--- start ROWS ---

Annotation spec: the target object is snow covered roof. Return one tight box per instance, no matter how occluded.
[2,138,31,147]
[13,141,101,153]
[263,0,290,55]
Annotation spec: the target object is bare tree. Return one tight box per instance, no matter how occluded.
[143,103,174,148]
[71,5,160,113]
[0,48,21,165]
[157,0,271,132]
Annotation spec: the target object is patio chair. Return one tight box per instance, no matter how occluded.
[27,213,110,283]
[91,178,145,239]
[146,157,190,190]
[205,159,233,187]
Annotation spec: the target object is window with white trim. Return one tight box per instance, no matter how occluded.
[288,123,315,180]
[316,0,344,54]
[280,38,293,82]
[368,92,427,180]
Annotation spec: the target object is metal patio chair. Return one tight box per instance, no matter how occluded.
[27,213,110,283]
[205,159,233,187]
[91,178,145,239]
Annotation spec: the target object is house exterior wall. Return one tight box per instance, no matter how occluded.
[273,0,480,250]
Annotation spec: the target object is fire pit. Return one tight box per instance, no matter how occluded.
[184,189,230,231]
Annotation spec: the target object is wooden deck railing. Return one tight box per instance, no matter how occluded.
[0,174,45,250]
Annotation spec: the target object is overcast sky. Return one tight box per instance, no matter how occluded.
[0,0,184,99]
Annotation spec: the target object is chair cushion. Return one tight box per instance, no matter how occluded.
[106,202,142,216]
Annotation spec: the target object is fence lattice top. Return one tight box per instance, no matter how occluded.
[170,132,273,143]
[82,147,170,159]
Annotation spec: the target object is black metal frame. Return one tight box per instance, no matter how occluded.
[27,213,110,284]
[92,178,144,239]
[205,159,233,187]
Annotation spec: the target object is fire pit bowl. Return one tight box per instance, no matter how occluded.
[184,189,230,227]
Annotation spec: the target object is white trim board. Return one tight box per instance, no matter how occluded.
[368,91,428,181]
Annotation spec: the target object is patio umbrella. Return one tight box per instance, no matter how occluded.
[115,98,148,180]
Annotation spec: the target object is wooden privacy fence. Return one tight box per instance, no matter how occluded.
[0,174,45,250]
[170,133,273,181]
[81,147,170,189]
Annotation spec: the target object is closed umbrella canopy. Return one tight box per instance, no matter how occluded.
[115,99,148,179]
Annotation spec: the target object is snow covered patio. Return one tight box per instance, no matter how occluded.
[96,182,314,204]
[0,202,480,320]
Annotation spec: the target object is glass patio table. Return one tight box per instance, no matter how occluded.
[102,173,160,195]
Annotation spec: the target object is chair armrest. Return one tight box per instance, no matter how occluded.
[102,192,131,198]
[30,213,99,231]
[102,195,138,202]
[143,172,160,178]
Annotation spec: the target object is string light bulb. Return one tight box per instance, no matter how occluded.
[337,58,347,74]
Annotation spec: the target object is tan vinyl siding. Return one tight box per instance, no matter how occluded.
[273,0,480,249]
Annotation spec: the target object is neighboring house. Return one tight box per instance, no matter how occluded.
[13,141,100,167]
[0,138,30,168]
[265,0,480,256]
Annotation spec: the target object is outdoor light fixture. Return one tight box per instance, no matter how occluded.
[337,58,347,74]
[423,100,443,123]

--- end ROWS ---

REQUEST: Reproduce all of the rows above verbatim, in their original order.

ANSWER BELOW:
Annotation spec: the target object is snow covered roof. Return one tight box per instance, no matter how occluded.
[2,138,31,147]
[13,141,101,153]
[263,0,290,55]
Annotation spec: the target object is bare tree. Return one tight box per instance, no matter how occluded.
[143,103,174,148]
[71,5,160,113]
[0,48,21,165]
[157,0,271,132]
Annotation spec: the target object is patio chair. Return one tight box per instance, no matter how occluded.
[27,213,110,283]
[91,178,145,239]
[146,157,190,190]
[205,159,233,187]
Annotation spec: the target object is window with white trim. Return one tight box per instance, no matter how occluded.
[288,123,315,180]
[316,0,344,54]
[280,38,293,82]
[368,92,427,180]
Annotation spec: the target object is metal patio chair. Return one tight box per instance, no matter how occluded.
[27,213,110,283]
[205,159,233,187]
[91,178,145,239]
Annotation spec: the target object is house exterior wall. Return one tight box per instance, no matter how occluded.
[273,0,480,250]
Annotation spec: the target object is fire pit. Return one tight box per instance, no matter how occluded.
[184,189,230,231]
Annotation spec: the target object is wooden deck railing. Return one tight box per instance, no matter how occluded.
[0,174,45,250]
Annotation spec: the target object is overcast sky. Return one tight box per instance, no matter how occluded.
[0,0,184,99]
Annotation spec: the target object is chair cushion. Return one tight box per instance, no matter how occluded.
[106,202,142,216]
Annotation spec: the target object is fence lattice top. Return one tight box per instance, no matter how occluded.
[170,132,273,143]
[82,147,170,159]
Annotation spec: the target object is black metal frame. Return one tight box per instance, no matter how occluded.
[27,213,110,284]
[92,178,144,239]
[205,159,233,187]
Annotation spec: the target object is fire pit bowl. Return one tight box per instance, no matter how occluded.
[184,189,230,227]
Annotation spec: the target object is white trim board. Return one tight box per instance, no matter how occluded.
[368,91,428,181]
Annotation spec: the target object is patio umbrella. Return one tight box per instance, no matter how occluded.
[115,98,148,180]
Annotation spec: the target object is wooden privacy fence. Return one tight box per instance, no matter how occluded.
[0,174,45,250]
[170,133,273,181]
[81,147,170,189]
Annotation spec: the target object is closed umbrella canopy. Return one tight box per instance, no matter how occluded.
[115,99,148,179]
Annotation spec: the target object is snow covered patio. Return one tight box per instance, no matter how occluded.
[96,182,314,204]
[0,202,480,320]
Annotation spec: the target object is glass patio table. Return one tight box per instance, no matter how occluded.
[102,173,160,195]
Annotation spec: the target object is chair armrest. Return one tight box per instance, no matter how occluded.
[102,192,131,198]
[30,213,99,231]
[102,195,138,202]
[143,172,160,178]
Annotation spec: the target object is string light bulb. Return one tight box per instance, no matter how occluded.
[337,58,347,74]
Annotation spec: the target object is tan vinyl siding. Return one tight box per instance, no matter how occluded.
[273,0,480,249]
Annotation spec: the target object is neighboring house. Return one tight box per instance, no matter how occluded.
[13,141,100,167]
[0,138,30,168]
[265,0,480,256]
Annotation spec: the target object is outdoor light fixture. Return one tight box per instance, no matter how occluded.
[337,58,347,74]
[423,100,443,123]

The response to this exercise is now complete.